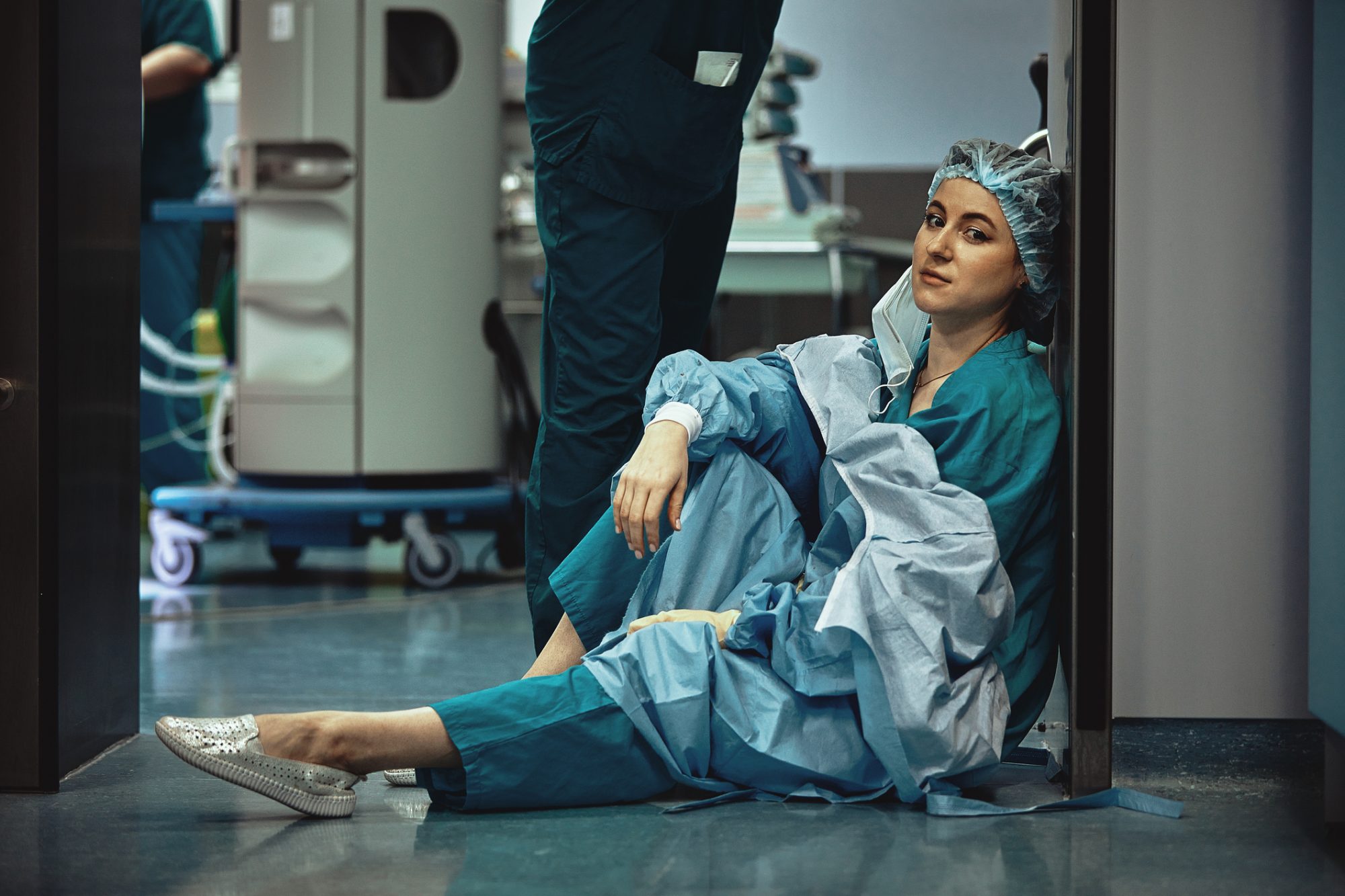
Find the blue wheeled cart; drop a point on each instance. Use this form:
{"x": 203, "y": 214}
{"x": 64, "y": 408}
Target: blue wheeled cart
{"x": 184, "y": 520}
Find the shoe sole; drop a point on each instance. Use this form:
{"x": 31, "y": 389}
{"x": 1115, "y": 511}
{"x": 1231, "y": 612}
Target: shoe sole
{"x": 323, "y": 806}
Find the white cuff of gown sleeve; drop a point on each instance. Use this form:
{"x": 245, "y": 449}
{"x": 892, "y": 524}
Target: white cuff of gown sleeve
{"x": 683, "y": 413}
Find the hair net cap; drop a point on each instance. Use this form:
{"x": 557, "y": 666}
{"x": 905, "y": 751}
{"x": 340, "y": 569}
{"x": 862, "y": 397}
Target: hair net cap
{"x": 1030, "y": 197}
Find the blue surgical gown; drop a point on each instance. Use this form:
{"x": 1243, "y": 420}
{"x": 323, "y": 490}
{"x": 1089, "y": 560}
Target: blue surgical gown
{"x": 995, "y": 427}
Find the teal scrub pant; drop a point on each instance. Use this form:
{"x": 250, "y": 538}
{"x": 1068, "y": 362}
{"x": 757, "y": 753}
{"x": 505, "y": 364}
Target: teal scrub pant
{"x": 170, "y": 267}
{"x": 625, "y": 288}
{"x": 540, "y": 743}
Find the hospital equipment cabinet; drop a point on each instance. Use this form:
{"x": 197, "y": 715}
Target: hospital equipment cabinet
{"x": 367, "y": 173}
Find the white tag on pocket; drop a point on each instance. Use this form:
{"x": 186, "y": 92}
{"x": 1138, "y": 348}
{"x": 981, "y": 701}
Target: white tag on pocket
{"x": 718, "y": 69}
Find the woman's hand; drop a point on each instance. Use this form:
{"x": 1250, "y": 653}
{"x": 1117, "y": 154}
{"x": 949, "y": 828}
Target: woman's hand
{"x": 657, "y": 473}
{"x": 722, "y": 622}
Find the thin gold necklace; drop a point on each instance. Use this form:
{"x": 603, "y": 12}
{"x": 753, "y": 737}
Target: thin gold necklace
{"x": 922, "y": 384}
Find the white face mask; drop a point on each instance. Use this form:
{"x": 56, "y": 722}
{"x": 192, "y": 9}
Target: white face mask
{"x": 899, "y": 327}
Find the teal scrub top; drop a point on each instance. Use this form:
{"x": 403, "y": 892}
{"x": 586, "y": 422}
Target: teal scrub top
{"x": 173, "y": 157}
{"x": 611, "y": 93}
{"x": 995, "y": 427}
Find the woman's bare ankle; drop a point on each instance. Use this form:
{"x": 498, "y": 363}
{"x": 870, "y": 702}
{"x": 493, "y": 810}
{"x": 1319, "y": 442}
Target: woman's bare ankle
{"x": 302, "y": 736}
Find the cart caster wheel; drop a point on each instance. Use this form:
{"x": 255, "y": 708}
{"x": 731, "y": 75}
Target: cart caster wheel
{"x": 428, "y": 575}
{"x": 176, "y": 563}
{"x": 286, "y": 557}
{"x": 509, "y": 548}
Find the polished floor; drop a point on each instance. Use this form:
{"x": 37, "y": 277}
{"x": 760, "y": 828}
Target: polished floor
{"x": 345, "y": 633}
# # # # #
# [What to produce]
Write out the material exactly as it stands, omitting every picture.

# [Task solution]
Find the blue wheeled cart; drop a point on each instance. Use this form:
{"x": 203, "y": 214}
{"x": 64, "y": 408}
Target: blue wheeled cart
{"x": 184, "y": 520}
Find the shoe sole; drop a point on each instance. Use this form:
{"x": 31, "y": 389}
{"x": 1115, "y": 511}
{"x": 1231, "y": 612}
Target: shoe sole
{"x": 323, "y": 806}
Find the white cuff of gown sleeve; drop a point on each instance. Use this form:
{"x": 245, "y": 449}
{"x": 892, "y": 524}
Target: white cuff of gown sleeve
{"x": 683, "y": 413}
Find the hair net cap; drop a point on each instance. Use this form:
{"x": 557, "y": 666}
{"x": 905, "y": 751}
{"x": 340, "y": 569}
{"x": 862, "y": 397}
Target: hair net cap
{"x": 1030, "y": 197}
Find the blue surgical gown; drop a point on each instance. Use this form:
{"x": 1243, "y": 420}
{"x": 323, "y": 490}
{"x": 1089, "y": 560}
Target: blue surgical gown
{"x": 995, "y": 427}
Find the teal scrub pant; drop a point on each instance. Use this form:
{"x": 250, "y": 538}
{"x": 1068, "y": 362}
{"x": 757, "y": 753}
{"x": 505, "y": 364}
Target: teal scrub pant
{"x": 170, "y": 267}
{"x": 625, "y": 288}
{"x": 540, "y": 743}
Find the hospital equipment cabinet; drop a point on each instance. Use this form:
{"x": 197, "y": 715}
Target: hospital equipment cabinet
{"x": 367, "y": 173}
Find the white tag on pocket; drop a point on each instance. Use this form:
{"x": 186, "y": 92}
{"x": 1138, "y": 348}
{"x": 981, "y": 701}
Target: white tag on pocket
{"x": 718, "y": 69}
Find the woman's hand; drop a point on each instance. Use this form:
{"x": 1250, "y": 653}
{"x": 1117, "y": 154}
{"x": 949, "y": 828}
Target: woman's hand
{"x": 657, "y": 473}
{"x": 722, "y": 622}
Find the thin gold necklace; drop a point on each instance. Use this form:
{"x": 603, "y": 12}
{"x": 753, "y": 737}
Target: thin gold necklace
{"x": 922, "y": 384}
Find the white face mask; drop a point on each instance. Use this form:
{"x": 56, "y": 722}
{"x": 192, "y": 9}
Target: white face mask
{"x": 899, "y": 327}
Find the teal scrub top; drop a point on each instance. Use this form:
{"x": 403, "y": 892}
{"x": 586, "y": 422}
Target: teal scrub top
{"x": 173, "y": 157}
{"x": 611, "y": 93}
{"x": 995, "y": 427}
Find the woman's bare ankle; drop a point on each instance. Use this form:
{"x": 498, "y": 363}
{"x": 870, "y": 702}
{"x": 493, "y": 810}
{"x": 1319, "y": 442}
Target: woman's bare ankle
{"x": 302, "y": 736}
Find the cart caster wheel; drop a point on each instance. Use this form:
{"x": 255, "y": 708}
{"x": 731, "y": 75}
Target: cart caster wheel
{"x": 428, "y": 575}
{"x": 176, "y": 563}
{"x": 286, "y": 557}
{"x": 509, "y": 548}
Find the polished floor; drop a point on each instance. Use this form:
{"x": 37, "y": 277}
{"x": 760, "y": 828}
Target: polished floor
{"x": 345, "y": 633}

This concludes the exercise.